How to get text from image using C# .NET [duplicate]

Is there an API to use Onenote OCR capabilities to recognise text in images automatically?

If you have OneNote client on the same machine as your program will execute you can create a page in OneNote and insert the image through the COM API. Then you can read the page in XML format which will include the OCR'ed text.
You want to use
Application.CreateNewPage to create a page
Application.UpdatePageContent to insert the image
Application.GetPageContent to read the page content and look for OCRData and OCRText elements in the XML.
OneNote COM API is documented here: http://msdn.microsoft.com/en-us/library/office/jj680120(v=office.15).aspx

When you put an image on a page in OneNote through the API, any images will automatically be OCR'd. The user will then be able to search any text in the images in OneNote. However, you cannot pull the image back and read the OCR'd text at this point.
If this is a feature that interests you, I invite you to go to our UserVoice site and submit this idea: http://onenote.uservoice.com/forums/245490-onenote-developers
update: vote on the idea: https://onenote.uservoice.com/forums/245490-onenote-developer-apis/suggestions/10671321-make-ocr-available-in-the-c-api
-- James

There is a really good sample of how to do this here:
http://www.journeyofcode.com/free-easy-ocr-c-using-onenote/
The main bit of code is:
private string RecognizeIntern(Image image)
{
this._page.Reload();
this._page.Clear();
this._page.AddImage(image);
this._page.Save();
int total = 0;
do
{
Thread.Sleep(PollInterval);
this._page.Reload();
string result = this._page.ReadOcrText();
if (result != null)
return result;
} while (total++ < PollAttempts);
return null;
}

As I will be deleting my blog (which was mentioned in another post), I thought I should add the content here for future reference:
Usage
Let's start by taking a look on how to use the component: The class OnenoteOcrEngine implements the core functionality and implements the interface IOcrEngine which provides a single method:
public interface IOcrEngine
{
string Recognize(Image image);
}
Excluding any error handling, it can be used in a way similar to the following one:
using (var ocrEngine = new OnenoteOcrEngine())
using (var image = Image.FromFile(imagePath))
{
var text = ocrEngine.Recognize(image);
if (text == null)
※ ※ ※
## [WHAT YOU NEED TO DO]
1 - Repeat the rows from the line containing "Where can the driver" through the last row, both ends included, and leave the pictures out.
2 - Carry on with the forum thread about using OneNote OCR from C#, starting right after its last line.

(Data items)
※ ※ ※
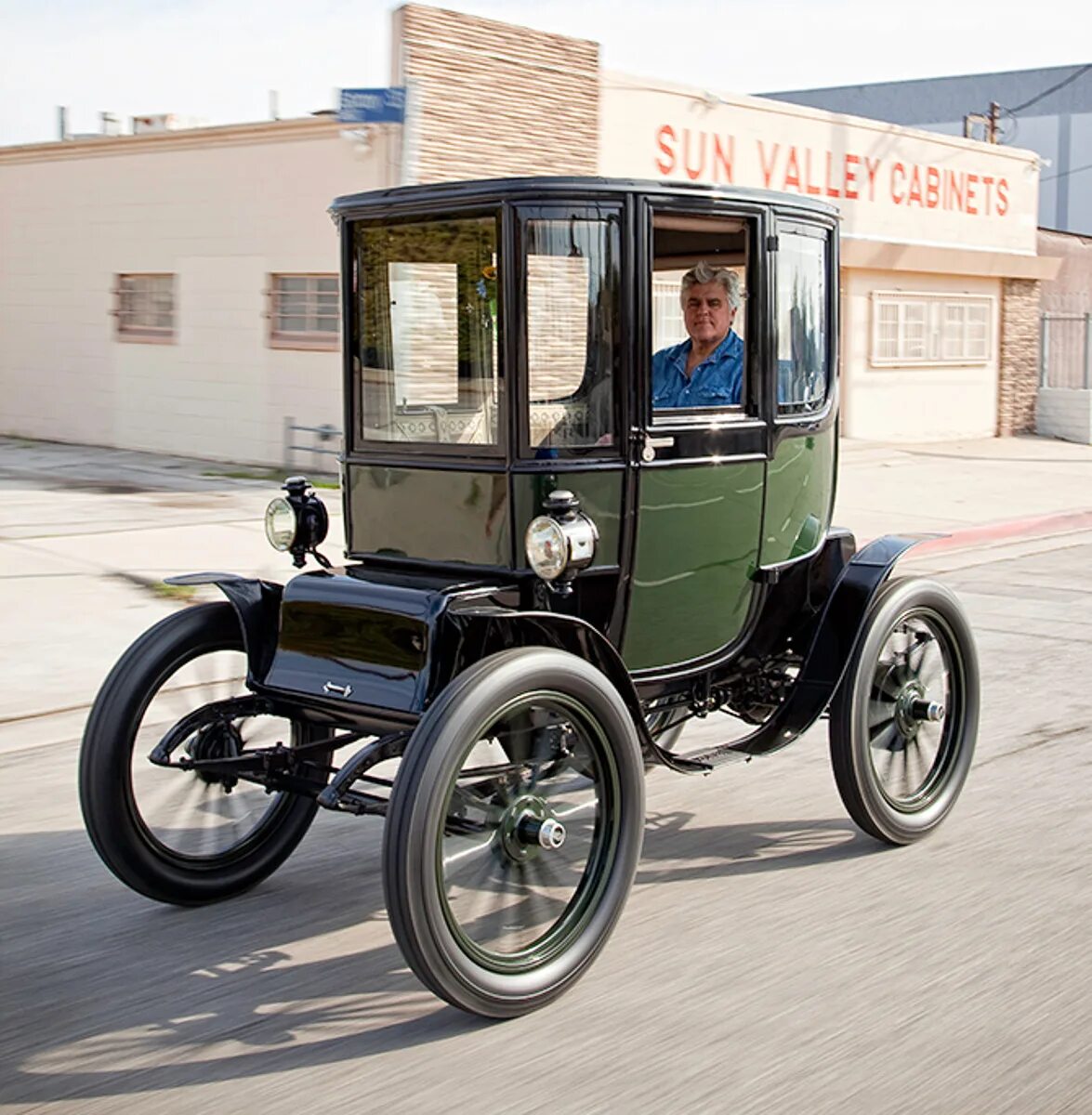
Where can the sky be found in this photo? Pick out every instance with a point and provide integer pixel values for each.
(217, 60)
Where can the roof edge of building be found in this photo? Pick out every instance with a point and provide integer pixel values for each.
(226, 135)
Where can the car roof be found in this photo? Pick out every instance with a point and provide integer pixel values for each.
(542, 189)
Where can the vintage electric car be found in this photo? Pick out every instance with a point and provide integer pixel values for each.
(546, 578)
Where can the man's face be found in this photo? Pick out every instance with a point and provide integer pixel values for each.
(706, 312)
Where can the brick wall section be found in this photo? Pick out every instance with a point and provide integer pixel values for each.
(489, 99)
(1019, 373)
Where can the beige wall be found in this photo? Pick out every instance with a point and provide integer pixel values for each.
(890, 183)
(920, 402)
(221, 209)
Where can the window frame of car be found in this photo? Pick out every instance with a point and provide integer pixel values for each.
(757, 291)
(789, 226)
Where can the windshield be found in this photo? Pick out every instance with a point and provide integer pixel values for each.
(427, 309)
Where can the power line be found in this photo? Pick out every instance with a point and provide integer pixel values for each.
(1053, 88)
(1065, 174)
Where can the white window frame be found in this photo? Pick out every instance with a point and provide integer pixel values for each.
(931, 310)
(309, 338)
(140, 298)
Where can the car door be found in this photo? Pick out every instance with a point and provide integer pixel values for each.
(701, 469)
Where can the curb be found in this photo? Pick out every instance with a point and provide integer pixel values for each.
(1037, 527)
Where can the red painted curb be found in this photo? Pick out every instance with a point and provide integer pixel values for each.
(1040, 527)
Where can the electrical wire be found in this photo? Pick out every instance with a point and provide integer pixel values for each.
(1065, 174)
(1053, 88)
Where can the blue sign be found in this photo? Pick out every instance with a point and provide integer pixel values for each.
(373, 106)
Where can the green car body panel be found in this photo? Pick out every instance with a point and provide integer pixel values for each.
(696, 551)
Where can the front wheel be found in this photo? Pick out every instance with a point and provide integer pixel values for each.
(513, 831)
(904, 718)
(177, 835)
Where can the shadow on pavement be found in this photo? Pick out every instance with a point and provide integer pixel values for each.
(120, 996)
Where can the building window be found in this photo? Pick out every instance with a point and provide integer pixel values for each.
(305, 311)
(144, 308)
(934, 329)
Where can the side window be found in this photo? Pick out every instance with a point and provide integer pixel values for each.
(572, 329)
(803, 328)
(698, 293)
(427, 322)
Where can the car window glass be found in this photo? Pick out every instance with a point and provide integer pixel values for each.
(428, 329)
(802, 322)
(698, 313)
(572, 345)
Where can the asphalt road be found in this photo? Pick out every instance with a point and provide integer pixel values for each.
(770, 959)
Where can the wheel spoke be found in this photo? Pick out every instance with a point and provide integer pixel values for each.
(886, 739)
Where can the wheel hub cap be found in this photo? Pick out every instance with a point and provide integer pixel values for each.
(529, 828)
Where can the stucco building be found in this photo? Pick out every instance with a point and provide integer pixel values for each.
(176, 293)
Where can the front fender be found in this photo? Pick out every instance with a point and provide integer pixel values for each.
(475, 630)
(257, 605)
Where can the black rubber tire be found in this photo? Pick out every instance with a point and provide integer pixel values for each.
(875, 811)
(413, 874)
(111, 811)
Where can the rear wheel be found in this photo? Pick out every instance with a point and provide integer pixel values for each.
(904, 719)
(177, 835)
(513, 831)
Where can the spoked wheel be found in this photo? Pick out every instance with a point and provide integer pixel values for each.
(904, 719)
(513, 831)
(176, 835)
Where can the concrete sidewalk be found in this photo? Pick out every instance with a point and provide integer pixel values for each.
(87, 534)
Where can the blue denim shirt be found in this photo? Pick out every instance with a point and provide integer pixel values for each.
(717, 382)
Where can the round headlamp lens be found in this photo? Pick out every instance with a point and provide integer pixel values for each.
(280, 523)
(546, 547)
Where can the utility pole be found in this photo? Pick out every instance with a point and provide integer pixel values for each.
(988, 122)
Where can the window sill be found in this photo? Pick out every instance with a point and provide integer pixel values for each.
(134, 338)
(306, 344)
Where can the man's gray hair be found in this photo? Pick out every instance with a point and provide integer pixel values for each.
(703, 273)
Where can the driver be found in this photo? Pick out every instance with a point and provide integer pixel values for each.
(707, 369)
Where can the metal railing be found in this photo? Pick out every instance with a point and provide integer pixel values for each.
(322, 455)
(1065, 351)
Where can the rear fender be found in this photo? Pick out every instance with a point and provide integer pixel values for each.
(835, 638)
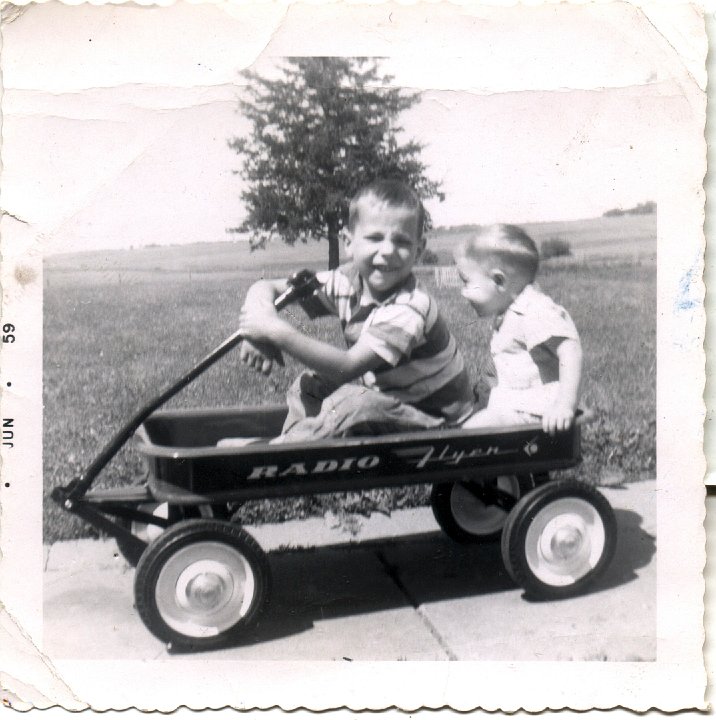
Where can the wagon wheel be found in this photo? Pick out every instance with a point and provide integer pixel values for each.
(201, 583)
(559, 539)
(472, 511)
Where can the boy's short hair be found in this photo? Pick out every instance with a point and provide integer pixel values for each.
(395, 193)
(509, 244)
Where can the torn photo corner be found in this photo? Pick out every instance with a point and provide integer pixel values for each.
(164, 540)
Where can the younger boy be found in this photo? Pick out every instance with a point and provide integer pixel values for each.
(535, 346)
(401, 369)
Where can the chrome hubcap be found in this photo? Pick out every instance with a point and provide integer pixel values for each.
(205, 588)
(565, 541)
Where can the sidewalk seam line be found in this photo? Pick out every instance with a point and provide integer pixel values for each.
(393, 575)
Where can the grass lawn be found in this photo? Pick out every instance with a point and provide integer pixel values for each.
(110, 347)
※ ※ ※
## [RESPONSES]
1 -
Where can the driver be found in this photo? Pick out every instance with a point and provide integer pixel values for each.
(707, 369)
Where can the metal railing be found in this photo? Pick out every instance with a point and provide integer pixel values for each.
(322, 455)
(1065, 351)
Where can the rear fender be found in this photo? Pick out every instance with a point and provide integer pixel values for each.
(835, 638)
Where can the wagon wheel be found in this photo? Pick out every instance with a point and provide integer pixel values for each.
(201, 583)
(559, 539)
(472, 511)
Where can the boy's short hair be found in this photo? Pick out every instance with a point and provide integer pixel values for each.
(395, 193)
(509, 244)
Where can the torn photo corner be found in this photo? Pick out every instance with a point and provide integer pixel values for each.
(164, 540)
Where can the younger boy be found in this photo? Pick out every instance with a point and provide integer pixel values for each.
(535, 346)
(401, 369)
Where can the chrome hubcap be found in this photo? Pick out every instance with a point and provide integer pixel values for each.
(205, 588)
(565, 541)
Where can the sidewalk seam line be found in this photo? Pick out every instance with a point and provide integer pixel values for each.
(393, 575)
Where can the grass lawn be found in this photo? Pick out every instance with a point and provide integer pixel values for each.
(110, 347)

2 -
Console.WriteLine("nothing recognized");
else
Console.WriteLine("Recognized: " + text);
}
Implementation
The implementation is far less straight-forward. Prior to Office 2010, Microsoft Office Document Imaging (MODI) was available for OCR. Unfortunately, this no longer is the case. Further research confirmed that OneNote's OCR functionality is not directly exposed in form of an API, but the suggestions were made to manually parse OneNote documents for the text (see Is it possible to do OCR on a Tiff image using the OneNote interop API? or need a document to extract text from image using onenote Interop?. And that's exactly what I did:
Connect to OneNote using COM interop
Create a temporary page containing the image to process
Show the temporary page (important because OneNote won't perform the OCR otherwise)
Poll for an OCRData tag containing an OCRText tag in the XML code of the page.
Delete the temporary page
Challenges included the parsing of the XML code for which I decided to use LINQ to XML. For example, inserting the image was done using the following code:
private XElement CreateImageTag(Image image)
{
var img = new XElement(XName.Get("Image", OneNoteNamespace));
var data = new XElement(XName.Get("Data", OneNoteNamespace));
data.Value = this.ToBase64(image);
img.Add(data);
return img;
}
private string ToBase64(Image image)
{
using (var memoryStream = new MemoryStream())
{
image.Save(memoryStream, ImageFormat.Png);
var binary = memoryStream.ToArray();
return Convert.ToBase64String(binary);
}
}
Note the usage of XName.Get("Image", OneNoteNamespace) (where OneNoteNamespace is the constant "http://schemas.microsoft.com/office/onenote/2013/onenote" ) for creating the element with the correct namespace and the method ToBase64 which serializes an GDI-image from memory into the Base64 format. Unfortunately, polling (See What is wrong with polling? for a discussion of the topic) in combination with a timeout is necessary to determine whether the detection process has completed successfully:
int total = 0;
do
{
Thread.Sleep(PollInterval);
this._page.Reload();
string result = this._page.ReadOcrText();
if (result != null)
return result;
} while (total++ < PollAttempts);
Results
The results are not perfect. Considering the quality of the images, however, they are more than satisfactory in my opinion. I could successfully use the component in my project. One issue remains which is very annoying: Sometimes, OneNote crashes during the process. Most of the times, a simple restart will fix this issue, but trying to recognise text from some images reproducibly crashes OneNote.
Code / Download
Check out the code at GitHub

not sure about OCR, but the documentation site for onenote API is this
http://msdn.microsoft.com/en-us/library/office/dn575425.aspx#sectionSection1

Onenote OCR capabilities in a desktop software

Is there an API to use Onenote OCR capabilities to recognise text in images automatically?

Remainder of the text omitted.